What to produce
Reproduce the records verbatim, starting from their first line and continuing up to and including the line that contains "<point>52,37</point>". Output only those lines.

Dataset records
+ + + +

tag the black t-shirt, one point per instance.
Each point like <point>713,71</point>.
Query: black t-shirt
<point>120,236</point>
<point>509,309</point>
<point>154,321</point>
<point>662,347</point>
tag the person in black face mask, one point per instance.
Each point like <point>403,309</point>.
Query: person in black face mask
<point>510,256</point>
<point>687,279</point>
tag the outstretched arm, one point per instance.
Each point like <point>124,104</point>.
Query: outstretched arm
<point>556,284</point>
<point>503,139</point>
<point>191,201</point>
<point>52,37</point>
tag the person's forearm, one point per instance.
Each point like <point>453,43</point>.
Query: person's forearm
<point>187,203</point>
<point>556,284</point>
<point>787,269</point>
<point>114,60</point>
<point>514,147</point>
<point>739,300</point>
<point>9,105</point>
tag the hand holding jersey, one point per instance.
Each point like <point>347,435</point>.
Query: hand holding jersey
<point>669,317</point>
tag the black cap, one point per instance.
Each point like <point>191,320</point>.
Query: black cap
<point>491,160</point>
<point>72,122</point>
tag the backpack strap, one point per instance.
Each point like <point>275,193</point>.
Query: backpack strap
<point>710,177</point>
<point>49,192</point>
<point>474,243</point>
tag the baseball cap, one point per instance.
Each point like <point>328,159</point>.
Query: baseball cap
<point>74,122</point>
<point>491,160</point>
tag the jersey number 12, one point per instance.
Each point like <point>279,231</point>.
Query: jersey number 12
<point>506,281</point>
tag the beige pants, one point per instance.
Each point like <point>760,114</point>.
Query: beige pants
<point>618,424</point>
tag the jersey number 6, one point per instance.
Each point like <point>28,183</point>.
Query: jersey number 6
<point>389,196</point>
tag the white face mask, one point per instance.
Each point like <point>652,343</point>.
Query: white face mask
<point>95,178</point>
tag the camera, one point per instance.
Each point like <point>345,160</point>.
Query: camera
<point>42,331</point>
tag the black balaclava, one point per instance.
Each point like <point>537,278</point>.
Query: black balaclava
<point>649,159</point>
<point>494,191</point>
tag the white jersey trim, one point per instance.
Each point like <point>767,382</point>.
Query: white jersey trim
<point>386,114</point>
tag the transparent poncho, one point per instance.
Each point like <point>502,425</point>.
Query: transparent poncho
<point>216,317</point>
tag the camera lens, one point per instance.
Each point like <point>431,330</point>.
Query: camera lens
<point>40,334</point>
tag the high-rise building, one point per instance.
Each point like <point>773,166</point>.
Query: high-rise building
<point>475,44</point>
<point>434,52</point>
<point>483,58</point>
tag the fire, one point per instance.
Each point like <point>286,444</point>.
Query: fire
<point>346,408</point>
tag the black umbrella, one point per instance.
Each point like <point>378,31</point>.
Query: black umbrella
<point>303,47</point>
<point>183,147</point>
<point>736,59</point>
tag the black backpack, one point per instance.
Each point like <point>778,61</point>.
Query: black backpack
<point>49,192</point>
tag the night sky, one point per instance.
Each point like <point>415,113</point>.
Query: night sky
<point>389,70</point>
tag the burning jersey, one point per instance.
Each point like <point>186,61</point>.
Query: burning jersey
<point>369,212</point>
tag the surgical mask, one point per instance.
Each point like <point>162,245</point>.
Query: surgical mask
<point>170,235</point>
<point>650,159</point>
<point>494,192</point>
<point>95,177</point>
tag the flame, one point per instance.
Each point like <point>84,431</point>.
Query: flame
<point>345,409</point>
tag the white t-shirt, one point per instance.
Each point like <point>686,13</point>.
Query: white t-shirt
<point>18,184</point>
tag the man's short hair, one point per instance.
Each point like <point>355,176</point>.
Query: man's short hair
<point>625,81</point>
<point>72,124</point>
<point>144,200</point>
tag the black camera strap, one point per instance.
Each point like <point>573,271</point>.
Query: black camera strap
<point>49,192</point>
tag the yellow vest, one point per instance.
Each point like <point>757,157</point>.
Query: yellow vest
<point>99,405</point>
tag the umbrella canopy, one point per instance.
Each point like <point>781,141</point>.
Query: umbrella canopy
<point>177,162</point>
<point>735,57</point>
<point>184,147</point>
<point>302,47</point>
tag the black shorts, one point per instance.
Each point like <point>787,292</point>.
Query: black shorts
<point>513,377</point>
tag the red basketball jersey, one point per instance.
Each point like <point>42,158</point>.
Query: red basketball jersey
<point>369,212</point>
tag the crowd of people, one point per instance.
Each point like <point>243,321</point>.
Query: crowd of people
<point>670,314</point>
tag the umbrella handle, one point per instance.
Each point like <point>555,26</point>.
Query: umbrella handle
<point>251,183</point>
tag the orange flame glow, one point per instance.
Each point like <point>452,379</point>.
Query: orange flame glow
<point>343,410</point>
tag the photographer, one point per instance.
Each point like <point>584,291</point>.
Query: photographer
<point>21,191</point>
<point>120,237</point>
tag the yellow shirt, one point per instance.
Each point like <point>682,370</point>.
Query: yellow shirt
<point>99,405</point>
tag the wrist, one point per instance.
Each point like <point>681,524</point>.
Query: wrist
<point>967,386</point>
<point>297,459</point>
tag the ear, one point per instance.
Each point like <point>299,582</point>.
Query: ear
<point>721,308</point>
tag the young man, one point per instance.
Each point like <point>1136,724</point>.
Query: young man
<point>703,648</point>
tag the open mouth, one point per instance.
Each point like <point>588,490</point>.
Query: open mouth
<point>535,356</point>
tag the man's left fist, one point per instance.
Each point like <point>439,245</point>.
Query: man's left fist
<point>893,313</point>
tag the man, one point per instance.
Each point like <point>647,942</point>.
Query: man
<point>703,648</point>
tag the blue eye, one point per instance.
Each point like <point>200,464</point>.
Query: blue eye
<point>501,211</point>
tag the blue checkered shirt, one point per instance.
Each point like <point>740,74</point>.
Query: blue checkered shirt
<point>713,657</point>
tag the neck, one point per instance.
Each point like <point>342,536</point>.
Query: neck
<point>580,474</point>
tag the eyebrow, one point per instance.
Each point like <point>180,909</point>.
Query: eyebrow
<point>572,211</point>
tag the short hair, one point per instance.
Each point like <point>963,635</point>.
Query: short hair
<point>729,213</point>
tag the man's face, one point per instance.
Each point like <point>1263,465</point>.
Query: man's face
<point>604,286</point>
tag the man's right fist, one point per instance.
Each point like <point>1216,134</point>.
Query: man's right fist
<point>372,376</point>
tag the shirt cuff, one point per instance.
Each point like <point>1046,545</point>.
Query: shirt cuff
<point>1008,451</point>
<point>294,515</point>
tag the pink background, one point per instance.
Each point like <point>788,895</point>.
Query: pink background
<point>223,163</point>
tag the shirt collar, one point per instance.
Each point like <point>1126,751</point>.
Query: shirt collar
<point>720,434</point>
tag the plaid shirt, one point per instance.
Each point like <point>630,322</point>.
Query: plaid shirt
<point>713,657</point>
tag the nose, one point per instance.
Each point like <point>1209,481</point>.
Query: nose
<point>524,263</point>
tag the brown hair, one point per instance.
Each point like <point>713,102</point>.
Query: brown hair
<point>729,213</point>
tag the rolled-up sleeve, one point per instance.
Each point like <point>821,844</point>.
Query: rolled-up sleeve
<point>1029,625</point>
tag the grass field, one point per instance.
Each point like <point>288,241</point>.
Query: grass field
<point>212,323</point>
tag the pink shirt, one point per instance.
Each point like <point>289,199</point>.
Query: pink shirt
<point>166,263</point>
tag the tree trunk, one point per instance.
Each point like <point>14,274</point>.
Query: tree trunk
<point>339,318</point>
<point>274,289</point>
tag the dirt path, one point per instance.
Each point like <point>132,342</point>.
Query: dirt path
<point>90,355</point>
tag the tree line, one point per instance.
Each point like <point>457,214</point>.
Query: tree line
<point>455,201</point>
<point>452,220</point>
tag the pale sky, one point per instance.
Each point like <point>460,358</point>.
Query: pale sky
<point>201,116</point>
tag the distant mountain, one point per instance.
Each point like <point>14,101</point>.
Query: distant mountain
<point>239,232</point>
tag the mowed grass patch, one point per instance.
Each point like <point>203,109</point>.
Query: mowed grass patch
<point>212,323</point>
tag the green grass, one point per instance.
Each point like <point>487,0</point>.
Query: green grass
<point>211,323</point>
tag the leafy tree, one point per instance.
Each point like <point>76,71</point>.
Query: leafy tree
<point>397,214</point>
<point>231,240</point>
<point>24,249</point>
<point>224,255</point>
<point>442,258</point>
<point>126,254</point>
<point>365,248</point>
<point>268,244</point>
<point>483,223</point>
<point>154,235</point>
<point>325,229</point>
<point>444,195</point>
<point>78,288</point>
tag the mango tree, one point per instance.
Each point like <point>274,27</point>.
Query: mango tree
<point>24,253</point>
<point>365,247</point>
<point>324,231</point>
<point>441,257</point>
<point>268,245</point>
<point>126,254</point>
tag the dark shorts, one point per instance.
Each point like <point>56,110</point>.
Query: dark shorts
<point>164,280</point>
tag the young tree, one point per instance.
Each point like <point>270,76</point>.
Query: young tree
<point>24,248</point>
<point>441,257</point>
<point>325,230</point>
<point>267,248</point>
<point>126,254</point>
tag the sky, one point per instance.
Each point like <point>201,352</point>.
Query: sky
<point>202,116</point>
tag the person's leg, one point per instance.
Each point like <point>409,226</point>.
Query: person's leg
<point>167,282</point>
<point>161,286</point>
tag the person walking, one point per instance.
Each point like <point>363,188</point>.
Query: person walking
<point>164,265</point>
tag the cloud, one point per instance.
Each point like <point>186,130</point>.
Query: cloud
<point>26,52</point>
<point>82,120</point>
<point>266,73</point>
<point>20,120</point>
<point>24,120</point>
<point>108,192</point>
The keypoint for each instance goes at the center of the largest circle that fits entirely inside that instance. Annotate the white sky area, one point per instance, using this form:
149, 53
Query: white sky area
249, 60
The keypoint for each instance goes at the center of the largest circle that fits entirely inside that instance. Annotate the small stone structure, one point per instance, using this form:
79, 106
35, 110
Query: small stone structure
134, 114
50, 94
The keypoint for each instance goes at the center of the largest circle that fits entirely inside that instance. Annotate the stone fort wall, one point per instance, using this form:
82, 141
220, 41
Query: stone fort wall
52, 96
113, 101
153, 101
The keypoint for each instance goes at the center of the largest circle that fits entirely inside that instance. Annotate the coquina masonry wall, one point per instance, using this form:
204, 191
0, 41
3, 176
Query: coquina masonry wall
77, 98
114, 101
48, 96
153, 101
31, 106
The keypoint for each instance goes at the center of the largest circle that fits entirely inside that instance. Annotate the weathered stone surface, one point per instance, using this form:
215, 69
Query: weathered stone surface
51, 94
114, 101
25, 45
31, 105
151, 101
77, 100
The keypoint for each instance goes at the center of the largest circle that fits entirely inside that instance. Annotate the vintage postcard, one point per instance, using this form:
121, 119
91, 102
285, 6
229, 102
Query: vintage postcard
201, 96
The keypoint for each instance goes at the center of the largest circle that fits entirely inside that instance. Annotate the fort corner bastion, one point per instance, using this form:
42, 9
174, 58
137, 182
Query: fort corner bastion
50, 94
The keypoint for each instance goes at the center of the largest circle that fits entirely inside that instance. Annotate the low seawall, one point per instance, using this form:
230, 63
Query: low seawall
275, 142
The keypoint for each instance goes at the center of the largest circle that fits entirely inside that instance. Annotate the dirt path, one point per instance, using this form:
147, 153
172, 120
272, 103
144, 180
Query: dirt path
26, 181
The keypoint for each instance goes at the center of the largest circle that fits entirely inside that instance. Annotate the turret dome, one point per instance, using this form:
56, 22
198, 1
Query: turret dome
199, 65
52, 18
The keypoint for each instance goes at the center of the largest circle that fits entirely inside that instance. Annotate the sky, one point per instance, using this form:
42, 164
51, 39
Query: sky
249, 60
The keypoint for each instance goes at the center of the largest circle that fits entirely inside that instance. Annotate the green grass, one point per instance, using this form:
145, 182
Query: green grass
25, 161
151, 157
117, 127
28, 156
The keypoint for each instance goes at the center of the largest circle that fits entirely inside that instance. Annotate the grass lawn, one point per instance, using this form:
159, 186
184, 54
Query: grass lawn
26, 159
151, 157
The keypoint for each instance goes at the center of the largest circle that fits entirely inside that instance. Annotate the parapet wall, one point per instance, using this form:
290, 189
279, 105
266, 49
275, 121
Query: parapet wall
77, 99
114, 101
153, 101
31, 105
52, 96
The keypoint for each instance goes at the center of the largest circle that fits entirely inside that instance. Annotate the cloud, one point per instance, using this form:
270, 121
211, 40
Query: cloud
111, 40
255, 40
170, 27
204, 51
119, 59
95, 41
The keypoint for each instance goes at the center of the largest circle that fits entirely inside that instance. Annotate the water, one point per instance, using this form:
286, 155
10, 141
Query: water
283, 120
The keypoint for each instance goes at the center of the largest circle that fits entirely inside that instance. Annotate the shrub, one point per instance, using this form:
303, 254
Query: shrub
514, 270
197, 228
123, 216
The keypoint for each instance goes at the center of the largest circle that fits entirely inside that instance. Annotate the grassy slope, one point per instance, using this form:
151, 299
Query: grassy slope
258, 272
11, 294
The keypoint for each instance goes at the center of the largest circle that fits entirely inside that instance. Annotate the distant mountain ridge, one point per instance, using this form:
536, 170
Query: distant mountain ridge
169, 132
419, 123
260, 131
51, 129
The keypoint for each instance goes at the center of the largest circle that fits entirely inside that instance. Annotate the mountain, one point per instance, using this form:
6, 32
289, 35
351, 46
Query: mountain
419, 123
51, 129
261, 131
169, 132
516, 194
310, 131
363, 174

+ + + +

Result of this task
tag the black t-shirt, one point per instance.
Each point like <point>713,71</point>.
Query: black t-shirt
<point>120,236</point>
<point>509,309</point>
<point>154,321</point>
<point>662,347</point>
tag the person in black face mask, one point per instance.
Each point like <point>403,309</point>.
Query: person in black face mask
<point>510,256</point>
<point>687,279</point>
tag the outstretched arm, one point per instance.
Each point like <point>124,104</point>.
Query: outstretched arm
<point>556,284</point>
<point>503,139</point>
<point>191,201</point>
<point>52,37</point>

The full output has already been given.